§ Der Interviewtext
Ich habe mir bei dem Termin am Montag viele Vorwürfe angehört, und Erwartungen, die mit den Menschen verbunden sind, die am Oberloh einziehen. In der Art und Weise zu pauschalieren ist nicht richtig, weil es Individuen sind. Ich glaube, es ist sinnvoll, tatsächlich auf die Menschen zu gucken, die dann auch da sind. Nicht zu sagen „ich habe das mal irgendwo gelesen, die sind alle so“. Nein, sie sind nicht alle so. Und ich glaube, wenn wir in dieser überschaubaren Einheit Menschen zusammenführen, die auch noch begleitet werden auf ihrem Weg in die Integration, dass das nahezu geräuschlos läuft. Davon bin ich überzeugt.

Deswegen wäre so ein Gespräch schon allein aus dem Grunde sinnvoll, um zu gucken: Was sind tatsächlich für Beschwerden aufgekommen? Wo gibt es Probleme? Wo müssen wir noch nachsteuern?

Sie sagten gerade, die Menschen werden auf ihrem Weg in die Integration begleitet. Wie genau werden die Familien an die Hand genommen?

Wir haben seitens des Sozialamtes eine Kollegin, die sich um diese Familien kümmert. Die, ähnlich wie auch in der Kaiserstraße, Sprechstunden anbietet, um beratend zur Seite zu stehen. Aber es haben sich auch vor Ort einige Menschen gemeldet, die sagen „Wir wollen helfen, dass die Familie im Ortsteil ankommt“. Das sind Unterstützungen bei einem Schulbesuch, Hausaufgaben, Deutsch sprechen lernen oder ähnliches. Dinge, damit man sich hier im Alltag zurechtfinden kann und ein Rüstzeug an den Kompetenzen bekommt, die man braucht, um hier über die Runden zu kommen.

(Gespeicherte Dateneinträge)
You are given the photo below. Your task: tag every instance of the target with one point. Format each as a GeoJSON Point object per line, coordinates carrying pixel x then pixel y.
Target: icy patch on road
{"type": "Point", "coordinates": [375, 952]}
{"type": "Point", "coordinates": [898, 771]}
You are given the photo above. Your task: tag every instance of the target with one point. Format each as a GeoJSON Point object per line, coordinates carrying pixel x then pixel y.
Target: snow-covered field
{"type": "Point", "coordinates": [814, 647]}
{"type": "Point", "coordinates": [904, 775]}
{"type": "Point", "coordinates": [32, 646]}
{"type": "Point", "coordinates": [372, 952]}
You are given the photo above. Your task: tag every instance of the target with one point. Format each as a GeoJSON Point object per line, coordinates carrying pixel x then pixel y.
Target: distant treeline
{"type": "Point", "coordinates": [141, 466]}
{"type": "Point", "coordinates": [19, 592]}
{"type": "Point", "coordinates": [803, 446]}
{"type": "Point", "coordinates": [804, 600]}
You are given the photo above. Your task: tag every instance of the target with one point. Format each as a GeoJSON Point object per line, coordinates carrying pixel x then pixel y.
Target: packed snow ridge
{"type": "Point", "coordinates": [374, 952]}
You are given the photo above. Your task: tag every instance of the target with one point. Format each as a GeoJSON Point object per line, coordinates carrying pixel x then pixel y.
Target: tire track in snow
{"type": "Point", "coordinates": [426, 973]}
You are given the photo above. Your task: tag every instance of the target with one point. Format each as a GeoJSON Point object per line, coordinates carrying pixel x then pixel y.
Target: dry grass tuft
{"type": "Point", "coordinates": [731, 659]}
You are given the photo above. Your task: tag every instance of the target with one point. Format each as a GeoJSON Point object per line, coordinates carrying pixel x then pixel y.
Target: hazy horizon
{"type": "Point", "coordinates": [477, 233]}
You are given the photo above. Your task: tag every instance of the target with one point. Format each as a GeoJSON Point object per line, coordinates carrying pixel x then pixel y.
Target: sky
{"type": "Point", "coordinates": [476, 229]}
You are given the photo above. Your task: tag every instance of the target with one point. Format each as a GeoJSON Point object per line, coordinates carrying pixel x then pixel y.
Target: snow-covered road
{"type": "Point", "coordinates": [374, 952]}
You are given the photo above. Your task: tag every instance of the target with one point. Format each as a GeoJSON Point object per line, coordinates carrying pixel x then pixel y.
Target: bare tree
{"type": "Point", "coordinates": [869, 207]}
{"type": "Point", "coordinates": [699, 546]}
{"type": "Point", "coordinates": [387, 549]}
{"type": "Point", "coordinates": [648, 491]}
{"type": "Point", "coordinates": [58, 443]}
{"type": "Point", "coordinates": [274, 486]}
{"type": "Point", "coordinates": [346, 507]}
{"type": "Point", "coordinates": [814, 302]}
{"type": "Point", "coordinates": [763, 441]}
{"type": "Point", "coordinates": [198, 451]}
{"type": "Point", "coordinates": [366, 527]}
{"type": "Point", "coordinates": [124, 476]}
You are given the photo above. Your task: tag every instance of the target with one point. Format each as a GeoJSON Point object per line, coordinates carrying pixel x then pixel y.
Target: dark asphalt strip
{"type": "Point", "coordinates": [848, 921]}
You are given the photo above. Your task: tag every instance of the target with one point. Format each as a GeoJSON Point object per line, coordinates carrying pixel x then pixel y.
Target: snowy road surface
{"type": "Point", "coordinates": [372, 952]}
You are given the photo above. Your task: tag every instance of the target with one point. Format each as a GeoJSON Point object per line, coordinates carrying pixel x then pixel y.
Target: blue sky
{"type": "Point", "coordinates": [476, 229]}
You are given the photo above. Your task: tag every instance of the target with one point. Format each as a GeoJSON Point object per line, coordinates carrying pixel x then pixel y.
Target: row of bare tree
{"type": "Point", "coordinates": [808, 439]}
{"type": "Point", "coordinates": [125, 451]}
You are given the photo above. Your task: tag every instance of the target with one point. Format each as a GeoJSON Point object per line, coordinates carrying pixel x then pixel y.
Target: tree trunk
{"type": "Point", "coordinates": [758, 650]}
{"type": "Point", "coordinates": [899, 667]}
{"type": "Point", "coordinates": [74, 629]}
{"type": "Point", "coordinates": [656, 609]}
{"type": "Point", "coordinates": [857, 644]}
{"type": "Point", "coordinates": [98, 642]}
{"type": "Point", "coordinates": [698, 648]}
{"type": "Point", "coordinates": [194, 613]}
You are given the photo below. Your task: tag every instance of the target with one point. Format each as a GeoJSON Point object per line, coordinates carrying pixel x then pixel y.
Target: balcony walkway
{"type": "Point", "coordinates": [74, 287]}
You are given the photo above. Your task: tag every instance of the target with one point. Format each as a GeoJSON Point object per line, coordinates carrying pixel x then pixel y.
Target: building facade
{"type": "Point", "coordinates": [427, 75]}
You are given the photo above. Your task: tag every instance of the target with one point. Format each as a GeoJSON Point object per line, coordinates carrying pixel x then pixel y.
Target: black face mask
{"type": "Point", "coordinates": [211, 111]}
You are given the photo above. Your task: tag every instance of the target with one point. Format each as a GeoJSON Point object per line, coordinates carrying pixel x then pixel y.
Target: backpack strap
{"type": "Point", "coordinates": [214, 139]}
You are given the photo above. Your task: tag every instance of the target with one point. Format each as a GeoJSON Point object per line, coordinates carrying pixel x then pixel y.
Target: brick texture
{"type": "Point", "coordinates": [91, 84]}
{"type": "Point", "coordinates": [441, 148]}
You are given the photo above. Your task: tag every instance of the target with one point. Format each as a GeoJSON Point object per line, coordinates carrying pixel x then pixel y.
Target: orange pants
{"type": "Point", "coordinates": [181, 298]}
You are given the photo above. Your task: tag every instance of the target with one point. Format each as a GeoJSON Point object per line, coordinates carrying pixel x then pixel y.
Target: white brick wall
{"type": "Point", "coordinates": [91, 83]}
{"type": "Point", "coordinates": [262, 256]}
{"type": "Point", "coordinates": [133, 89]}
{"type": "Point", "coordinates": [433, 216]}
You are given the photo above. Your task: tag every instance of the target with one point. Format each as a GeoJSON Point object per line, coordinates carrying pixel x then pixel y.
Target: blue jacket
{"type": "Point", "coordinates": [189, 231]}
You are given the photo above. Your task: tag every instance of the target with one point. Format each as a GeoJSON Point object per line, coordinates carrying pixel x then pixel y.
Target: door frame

§ Was zu tun ist
[1] Beantworte mit dem Interviewtext:
(a) An welchem Tag war der Termin, bei dem sich die sprechende Person viele Vorwürfe angehört hat?
(b) Wer kümmert sich seitens des Sozialamtes um die Familien?
(c) Wo werden ähnliche Sprechstunden angeboten?
[2] Nenne alle Bereiche, in denen laut dem Interviewtext Menschen vor Ort die Familien unterstützen wollen.
[3] Schreib einen Abschnitt aus dem Interviewtext genau ab. Fang bei den Worten "Deswegen wäre so" an und hör nach "wir noch nachsteuern?" auf.

§ Die Lösungen
[1]
(a) Am Montag.
(b) Eine Kollegin.
(c) In der Kaiserstraße.

[2] Schulbesuch, Hausaufgaben, Deutsch sprechen lernen

[3]
Deswegen wäre so ein Gespräch schon allein aus dem Grunde sinnvoll, um zu gucken: Was sind tatsächlich für Beschwerden aufgekommen? Wo gibt es Probleme? Wo müssen wir noch nachsteuern?